-- Supplied text --
* begin *
# Why BSD?



## jokar (Mar 5, 2011)

Hello All.
I have some question about BSD OS.
1- Why BSD is created?
2- what difference between BSD and Linux is exist?
3- What BSD distro is good for PC?
4- can i run Linux software under BSD?

Thanks.
Best Regards


----------



## graudeejs (Mar 5, 2011)

jokar said:
			
		

> Hello All.
> I have some question about BSD OS.
> 1- Why BSD is created?
> 2- what difference between BSD and Linux is exist?
> ...



http://www.freebsd.org/doc/en_US.ISO8859-1/books/faq/
http://forums.freebsd.org/showthread.php?t=9294


----------



## rambetter (Mar 5, 2011)

To answer #2, one of the differences that I personally find important is the license associated with the operating system.  FreeBSD uses a BSD license.  For example, Apple can use FreeBSD in their products and sell them.  Things are a bit different with Linux, because it uses GPL.

To answer #4, the answer is yes, you can run Linux software on FreeBSD, in general.  More info on that is here: http://www.freebsd.org/doc/en_US.ISO8859-1/books/handbook/linuxemu.html


----------



## Alt (Mar 5, 2011)

#2 Big ideology diffirence. Big license difference, so this 2 moments lead to many principial things
#3 Its not very good idea use BSD for desktop. But of course, you can do it. You will be need to change many configs (FreeBSD is OS, not desktop user-system)
#4 Typically you can just compile software for BSD and run in native mode. But if its not possible - you can use linux emulation


----------



## vermaden (Mar 5, 2011)

> 1- Why BSD is created?


BSD systems existed long ago before Linux, so question should be, _Why Linux is created?_



> 3- What BSD distro is good for PC?


Yes.



> 4- can i run Linux software under BSD?


Yes.


----------



## ckester (Mar 5, 2011)

To answer #3,

There are no BSD "distros".  That's a Linux-specific concept.

There are several BSDs:  FreeBSD, PC-BSD, NetBSD, OpenBSD and (depending on how you look at it) OS X.  The first four I've listed are non-proprietary.  PC-BSD is based on FreeBSD, and is the most "user friendly" and the most similar to what Linux users expect from a distro.  Therefore it's probably the best choice for a desktop machine, with FreeBSD a close second.
* end *
-- Listed entries --
* begin *
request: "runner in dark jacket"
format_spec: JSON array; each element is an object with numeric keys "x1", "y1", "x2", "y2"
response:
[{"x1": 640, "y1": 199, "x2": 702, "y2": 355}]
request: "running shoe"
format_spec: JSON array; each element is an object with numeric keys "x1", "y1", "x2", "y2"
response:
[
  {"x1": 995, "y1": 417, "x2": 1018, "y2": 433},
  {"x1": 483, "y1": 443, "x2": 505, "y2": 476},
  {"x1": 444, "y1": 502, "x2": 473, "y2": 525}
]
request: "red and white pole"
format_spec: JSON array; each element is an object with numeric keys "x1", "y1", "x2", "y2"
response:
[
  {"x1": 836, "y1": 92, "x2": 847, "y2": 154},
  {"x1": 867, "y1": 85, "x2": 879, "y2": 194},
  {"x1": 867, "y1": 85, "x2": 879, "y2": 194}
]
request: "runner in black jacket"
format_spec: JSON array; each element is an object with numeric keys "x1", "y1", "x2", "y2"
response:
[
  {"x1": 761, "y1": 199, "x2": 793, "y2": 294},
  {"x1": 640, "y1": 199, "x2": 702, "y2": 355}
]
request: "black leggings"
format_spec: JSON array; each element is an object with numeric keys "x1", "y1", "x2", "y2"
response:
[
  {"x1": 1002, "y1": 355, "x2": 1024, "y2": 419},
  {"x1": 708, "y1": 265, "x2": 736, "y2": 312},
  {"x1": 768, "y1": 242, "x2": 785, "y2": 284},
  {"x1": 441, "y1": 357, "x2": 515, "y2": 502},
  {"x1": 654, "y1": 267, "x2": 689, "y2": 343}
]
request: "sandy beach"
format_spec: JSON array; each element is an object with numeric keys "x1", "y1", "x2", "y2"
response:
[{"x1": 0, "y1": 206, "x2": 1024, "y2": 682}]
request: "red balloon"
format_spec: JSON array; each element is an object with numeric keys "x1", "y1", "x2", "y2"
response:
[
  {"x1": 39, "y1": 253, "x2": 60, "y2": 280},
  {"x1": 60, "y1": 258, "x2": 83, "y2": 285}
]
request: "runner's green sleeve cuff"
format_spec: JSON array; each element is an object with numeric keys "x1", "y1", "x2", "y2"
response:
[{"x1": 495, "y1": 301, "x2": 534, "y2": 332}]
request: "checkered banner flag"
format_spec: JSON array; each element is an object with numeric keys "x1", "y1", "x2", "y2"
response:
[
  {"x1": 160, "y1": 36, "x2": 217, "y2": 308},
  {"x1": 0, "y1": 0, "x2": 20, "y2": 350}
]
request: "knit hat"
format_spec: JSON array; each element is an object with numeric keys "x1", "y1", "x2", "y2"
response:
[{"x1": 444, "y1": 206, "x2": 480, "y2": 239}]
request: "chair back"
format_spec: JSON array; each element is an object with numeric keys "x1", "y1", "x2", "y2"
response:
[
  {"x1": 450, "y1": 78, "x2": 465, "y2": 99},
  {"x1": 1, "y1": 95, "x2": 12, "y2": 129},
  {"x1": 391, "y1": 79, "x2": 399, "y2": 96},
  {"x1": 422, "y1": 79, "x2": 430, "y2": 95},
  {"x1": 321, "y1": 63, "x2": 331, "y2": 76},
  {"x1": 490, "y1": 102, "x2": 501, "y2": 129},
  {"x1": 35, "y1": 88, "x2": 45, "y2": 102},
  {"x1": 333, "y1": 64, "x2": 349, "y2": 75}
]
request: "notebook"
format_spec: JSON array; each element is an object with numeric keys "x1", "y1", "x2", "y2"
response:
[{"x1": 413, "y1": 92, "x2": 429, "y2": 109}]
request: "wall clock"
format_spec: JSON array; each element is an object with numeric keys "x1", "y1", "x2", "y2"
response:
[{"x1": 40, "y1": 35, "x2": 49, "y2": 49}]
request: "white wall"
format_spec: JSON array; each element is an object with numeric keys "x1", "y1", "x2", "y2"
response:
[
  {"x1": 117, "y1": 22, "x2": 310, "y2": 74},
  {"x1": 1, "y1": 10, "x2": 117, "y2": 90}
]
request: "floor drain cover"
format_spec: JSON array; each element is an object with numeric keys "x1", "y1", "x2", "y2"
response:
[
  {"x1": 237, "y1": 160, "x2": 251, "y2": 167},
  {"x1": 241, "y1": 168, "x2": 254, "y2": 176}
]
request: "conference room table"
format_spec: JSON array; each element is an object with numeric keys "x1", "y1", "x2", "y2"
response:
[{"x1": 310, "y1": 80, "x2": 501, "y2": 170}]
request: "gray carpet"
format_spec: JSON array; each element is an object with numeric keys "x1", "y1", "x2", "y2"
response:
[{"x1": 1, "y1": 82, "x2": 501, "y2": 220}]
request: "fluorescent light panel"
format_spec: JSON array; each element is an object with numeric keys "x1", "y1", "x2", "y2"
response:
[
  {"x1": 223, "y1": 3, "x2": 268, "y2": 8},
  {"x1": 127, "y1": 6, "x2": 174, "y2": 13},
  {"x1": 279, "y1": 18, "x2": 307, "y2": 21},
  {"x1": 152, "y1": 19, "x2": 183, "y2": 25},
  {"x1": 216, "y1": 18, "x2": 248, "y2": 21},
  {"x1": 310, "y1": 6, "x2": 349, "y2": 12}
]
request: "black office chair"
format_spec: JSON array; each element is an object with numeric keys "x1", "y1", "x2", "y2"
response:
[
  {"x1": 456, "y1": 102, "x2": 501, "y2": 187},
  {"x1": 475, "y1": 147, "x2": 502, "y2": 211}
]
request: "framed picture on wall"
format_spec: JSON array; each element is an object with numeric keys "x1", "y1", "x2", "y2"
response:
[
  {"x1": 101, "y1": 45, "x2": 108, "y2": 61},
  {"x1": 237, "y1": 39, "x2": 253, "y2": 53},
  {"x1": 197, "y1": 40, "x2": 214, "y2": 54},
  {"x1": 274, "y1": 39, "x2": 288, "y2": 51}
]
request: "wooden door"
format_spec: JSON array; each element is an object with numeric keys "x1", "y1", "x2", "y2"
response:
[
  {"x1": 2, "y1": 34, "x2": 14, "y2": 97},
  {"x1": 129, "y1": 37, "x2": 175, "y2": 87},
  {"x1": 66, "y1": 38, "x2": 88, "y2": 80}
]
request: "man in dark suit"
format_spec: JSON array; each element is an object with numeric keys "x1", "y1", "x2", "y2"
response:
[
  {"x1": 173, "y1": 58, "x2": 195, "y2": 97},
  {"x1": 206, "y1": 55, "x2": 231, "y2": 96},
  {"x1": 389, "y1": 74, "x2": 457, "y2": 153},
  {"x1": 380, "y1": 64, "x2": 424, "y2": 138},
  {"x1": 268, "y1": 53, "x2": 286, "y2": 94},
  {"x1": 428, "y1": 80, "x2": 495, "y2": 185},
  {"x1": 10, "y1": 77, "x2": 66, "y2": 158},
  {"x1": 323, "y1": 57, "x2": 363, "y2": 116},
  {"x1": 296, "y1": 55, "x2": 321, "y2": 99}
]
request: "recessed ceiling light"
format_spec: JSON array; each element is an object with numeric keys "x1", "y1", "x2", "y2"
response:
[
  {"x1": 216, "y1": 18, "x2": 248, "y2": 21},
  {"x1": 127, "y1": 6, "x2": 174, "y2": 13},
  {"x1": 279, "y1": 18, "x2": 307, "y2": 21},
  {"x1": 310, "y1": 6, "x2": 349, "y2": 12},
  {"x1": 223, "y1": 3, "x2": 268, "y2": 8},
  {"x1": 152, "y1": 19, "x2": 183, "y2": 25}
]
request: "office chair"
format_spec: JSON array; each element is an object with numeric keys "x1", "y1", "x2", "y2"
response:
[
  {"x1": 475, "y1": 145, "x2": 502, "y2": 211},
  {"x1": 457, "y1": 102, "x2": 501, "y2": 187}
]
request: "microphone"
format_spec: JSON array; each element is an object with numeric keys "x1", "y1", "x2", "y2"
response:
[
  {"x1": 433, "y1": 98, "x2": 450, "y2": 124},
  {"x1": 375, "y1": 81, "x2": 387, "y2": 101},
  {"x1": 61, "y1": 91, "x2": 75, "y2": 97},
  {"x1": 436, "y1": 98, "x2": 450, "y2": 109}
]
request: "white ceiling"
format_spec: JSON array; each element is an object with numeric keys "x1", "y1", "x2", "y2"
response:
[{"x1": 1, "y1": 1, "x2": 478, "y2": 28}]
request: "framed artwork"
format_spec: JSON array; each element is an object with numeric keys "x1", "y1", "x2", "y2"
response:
* end *
-- Tasks and exercises --
1/ From the forum thread on BSD, extract the part that opens with the words containing "## rambetter (Mar" and closes with "it uses GPL.", and copy it character for character.
2/ Continue the forum thread on BSD, starting right after its final sentence.

-- Final results --
1/
## rambetter (Mar 5, 2011)

To answer #2, one of the differences that I personally find important is the license associated with the operating system.  FreeBSD uses a BSD license.  For example, Apple can use FreeBSD in their products and sell them.  Things are a bit different with Linux, because it uses GPL.

2/
_Later addition: I hope the DragonflyBSD folks will forgive me for forgetting them.  Thanks UNIXgod, for reminding me._


----------



## rabfulton (Mar 5, 2011)

2. Bsd is an operating system rather than a kernel. This gives a level of consistency not always found on linux. The man pages and handbook are a great reference and you will find that most questions asked in this forum can be answered by referring to them.
3. Freebsd is great if you want to setup and configure your system to work how you want it to. This can be quite a bit of work, but imo worth it. PCBSD is good if you want a complete desktop system setup for you.
4. Linux emulation works fine, but most stuff you will probably need has been ported to bsd.


----------



## oliverh (Mar 5, 2011)

> Why BSD?

Why? Because in the nowadays rare case you get it up and running on decent hardware, it is truly superior


----------



## UNIXgod (Mar 5, 2011)

jokar said:
			
		

> 1- Why BSD is created?



Actually it's the most influential and the greatest software ever written

http://www.informationweek.com/shar...WLXW1NQE1GHPCKHWATMY32JVN?articleID=191901844

The TCP/IP stack came from BSD.
Bill Joy's vi as well as Bostic's vi.



			
				jokar said:
			
		

> 2- what difference between BSD and Linux is exist?



Chaos VS Order:
http://www.over-yonder.net/~fullermd/rants/bsd4linux/08



			
				jokar said:
			
		

> 3- What BSD distro is good for PC?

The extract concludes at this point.